◆ Work instructions
The lines below, from the one containing "In the photo below, where can the right" through the one containing "In the photo above, where can the spinning", should be set down exactly, with no pictures and nothing else.

◆ Source data
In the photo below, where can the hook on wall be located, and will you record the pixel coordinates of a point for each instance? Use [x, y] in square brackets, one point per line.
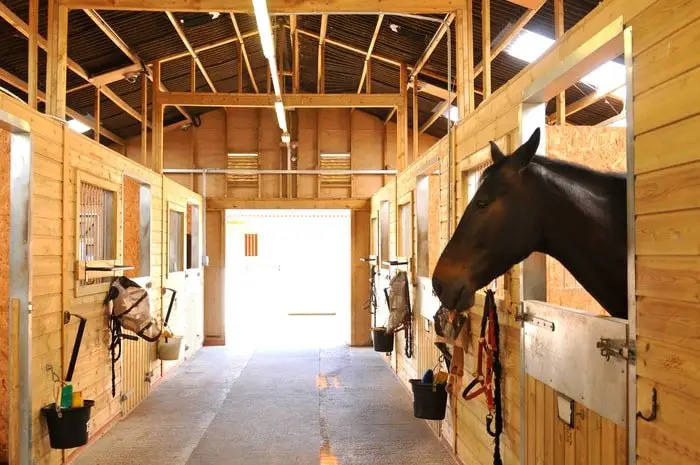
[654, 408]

--

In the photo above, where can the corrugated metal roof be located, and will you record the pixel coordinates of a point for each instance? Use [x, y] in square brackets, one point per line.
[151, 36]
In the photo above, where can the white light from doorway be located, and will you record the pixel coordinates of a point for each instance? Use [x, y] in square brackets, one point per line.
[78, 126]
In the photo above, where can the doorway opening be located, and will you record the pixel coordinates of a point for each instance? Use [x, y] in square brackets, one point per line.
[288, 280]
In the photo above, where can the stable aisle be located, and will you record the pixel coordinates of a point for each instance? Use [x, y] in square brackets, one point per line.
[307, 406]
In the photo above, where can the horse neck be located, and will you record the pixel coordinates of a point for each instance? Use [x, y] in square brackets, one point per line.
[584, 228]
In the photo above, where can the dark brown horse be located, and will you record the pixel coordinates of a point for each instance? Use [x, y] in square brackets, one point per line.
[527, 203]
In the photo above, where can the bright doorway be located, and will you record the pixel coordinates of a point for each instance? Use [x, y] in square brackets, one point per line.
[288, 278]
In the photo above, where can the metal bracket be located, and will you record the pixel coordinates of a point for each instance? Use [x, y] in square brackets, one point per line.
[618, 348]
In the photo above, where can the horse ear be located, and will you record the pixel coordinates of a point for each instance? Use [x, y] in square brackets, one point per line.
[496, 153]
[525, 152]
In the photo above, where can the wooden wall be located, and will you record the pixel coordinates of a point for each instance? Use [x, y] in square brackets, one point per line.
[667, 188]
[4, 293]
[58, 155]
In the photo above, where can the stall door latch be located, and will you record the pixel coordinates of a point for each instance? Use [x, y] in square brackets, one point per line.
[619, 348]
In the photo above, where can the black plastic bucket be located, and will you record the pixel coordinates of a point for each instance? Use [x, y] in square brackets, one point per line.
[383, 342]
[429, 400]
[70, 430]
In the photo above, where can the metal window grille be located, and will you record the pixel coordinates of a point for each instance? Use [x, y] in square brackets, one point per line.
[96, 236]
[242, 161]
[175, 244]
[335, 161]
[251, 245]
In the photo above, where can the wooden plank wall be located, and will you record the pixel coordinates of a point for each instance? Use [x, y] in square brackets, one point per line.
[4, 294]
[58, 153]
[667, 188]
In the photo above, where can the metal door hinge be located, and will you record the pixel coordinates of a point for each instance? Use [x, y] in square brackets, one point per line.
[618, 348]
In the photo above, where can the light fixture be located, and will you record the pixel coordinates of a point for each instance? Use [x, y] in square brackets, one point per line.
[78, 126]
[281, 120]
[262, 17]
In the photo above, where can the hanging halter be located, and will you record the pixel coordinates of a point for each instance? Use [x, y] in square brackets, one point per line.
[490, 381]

---

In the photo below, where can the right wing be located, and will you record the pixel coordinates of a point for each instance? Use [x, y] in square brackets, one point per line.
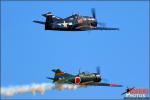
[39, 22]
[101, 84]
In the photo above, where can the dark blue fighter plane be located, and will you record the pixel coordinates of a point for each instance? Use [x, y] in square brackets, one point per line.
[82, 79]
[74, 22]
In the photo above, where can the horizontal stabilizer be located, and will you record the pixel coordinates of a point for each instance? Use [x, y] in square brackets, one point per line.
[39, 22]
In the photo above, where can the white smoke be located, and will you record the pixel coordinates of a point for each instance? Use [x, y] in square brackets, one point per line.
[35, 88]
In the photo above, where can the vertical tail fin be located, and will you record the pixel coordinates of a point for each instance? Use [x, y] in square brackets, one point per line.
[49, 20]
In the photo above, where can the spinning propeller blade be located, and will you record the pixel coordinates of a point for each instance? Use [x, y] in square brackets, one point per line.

◆ Task output
In the photo below, where can the right wing be located, and will you record the pixel coordinates of a point for each instance? Use [x, y] in square brackets, one point per line.
[39, 22]
[101, 84]
In the photo above, where can the dark blue fighter plane be located, and will you record the pixel coordinates of a point for each instance? Use [x, y] in square brackets, one point per line.
[82, 79]
[74, 22]
In the photo above, where can the horizontal stabilizer be located, and will you record the pixel coordinates of a point for each instance? Use [x, y] in square brackets, one point per line.
[39, 22]
In the photo above, where can the white smoke be located, and will you record the pixel coordinates of a point for each instance? Use [x, y] in square brackets, one point per line.
[35, 88]
In the photo above, where can the vertical tail fin be located, and will you record the pixel coordinates of a point for each instance? Use [x, y] in square brackets, one point per line.
[49, 20]
In the photo above, where can the spinning propeller blade be located, and will you record the pixel coordinates of a point for each instance? Use [x, y] in square brackets, one point per line.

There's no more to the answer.